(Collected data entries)

* START *

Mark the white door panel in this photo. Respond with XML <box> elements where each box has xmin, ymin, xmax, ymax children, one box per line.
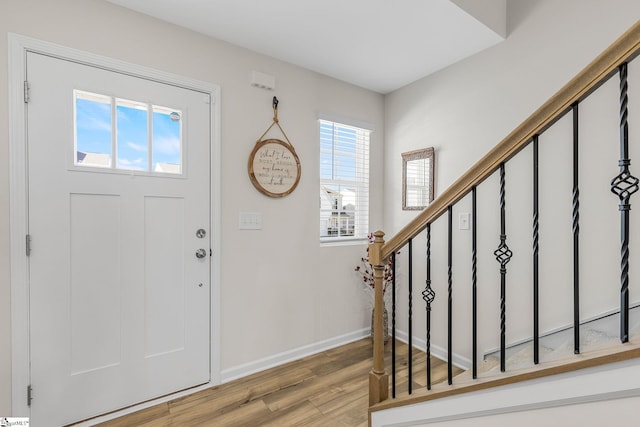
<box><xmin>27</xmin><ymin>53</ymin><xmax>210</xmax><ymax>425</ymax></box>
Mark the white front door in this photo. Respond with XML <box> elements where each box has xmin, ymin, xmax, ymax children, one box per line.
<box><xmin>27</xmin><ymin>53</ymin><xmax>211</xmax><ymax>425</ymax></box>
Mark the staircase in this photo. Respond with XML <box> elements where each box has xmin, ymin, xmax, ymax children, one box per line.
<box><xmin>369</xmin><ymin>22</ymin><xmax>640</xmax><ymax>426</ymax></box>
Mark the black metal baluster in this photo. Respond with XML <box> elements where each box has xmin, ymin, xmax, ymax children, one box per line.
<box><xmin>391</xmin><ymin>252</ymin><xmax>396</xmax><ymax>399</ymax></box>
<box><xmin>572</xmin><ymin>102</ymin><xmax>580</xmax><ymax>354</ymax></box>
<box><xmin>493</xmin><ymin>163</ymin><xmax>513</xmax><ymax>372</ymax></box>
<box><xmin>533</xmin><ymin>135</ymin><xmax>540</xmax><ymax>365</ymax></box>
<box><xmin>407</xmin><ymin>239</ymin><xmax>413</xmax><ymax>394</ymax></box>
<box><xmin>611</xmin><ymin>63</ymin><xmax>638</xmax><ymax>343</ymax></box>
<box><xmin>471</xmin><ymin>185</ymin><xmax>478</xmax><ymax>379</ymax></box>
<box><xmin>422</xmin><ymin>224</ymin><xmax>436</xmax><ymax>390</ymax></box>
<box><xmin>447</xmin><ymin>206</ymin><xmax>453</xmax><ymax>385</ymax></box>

* END *

*GOAL*
Update the entries so that every "photo" becomes "image", with all other wording kept the same. Leave the pictures out of your answer.

*EXERCISE RESPONSE*
Mark the white door panel in this image. Respond with XML <box> elements where each box has xmin, ymin, xmax, ymax children, one box per line.
<box><xmin>27</xmin><ymin>53</ymin><xmax>210</xmax><ymax>425</ymax></box>
Mark the white front door in this image. Respond with XML <box> elements where each box has xmin, ymin, xmax, ymax children, one box per line.
<box><xmin>27</xmin><ymin>53</ymin><xmax>211</xmax><ymax>425</ymax></box>
Mark the staircase in this image. Respond with XML <box> elements where each box has xmin, ymin, xmax, ymax children, one box per line.
<box><xmin>369</xmin><ymin>22</ymin><xmax>640</xmax><ymax>426</ymax></box>
Mark the black metal baluster in this image. Respond with XML <box> elements where each box has xmin, ymin, xmax, ymax children, one box per line.
<box><xmin>391</xmin><ymin>252</ymin><xmax>396</xmax><ymax>399</ymax></box>
<box><xmin>572</xmin><ymin>102</ymin><xmax>580</xmax><ymax>354</ymax></box>
<box><xmin>493</xmin><ymin>163</ymin><xmax>513</xmax><ymax>372</ymax></box>
<box><xmin>533</xmin><ymin>135</ymin><xmax>540</xmax><ymax>365</ymax></box>
<box><xmin>407</xmin><ymin>239</ymin><xmax>413</xmax><ymax>394</ymax></box>
<box><xmin>611</xmin><ymin>63</ymin><xmax>638</xmax><ymax>343</ymax></box>
<box><xmin>471</xmin><ymin>185</ymin><xmax>478</xmax><ymax>379</ymax></box>
<box><xmin>422</xmin><ymin>224</ymin><xmax>436</xmax><ymax>390</ymax></box>
<box><xmin>447</xmin><ymin>206</ymin><xmax>453</xmax><ymax>385</ymax></box>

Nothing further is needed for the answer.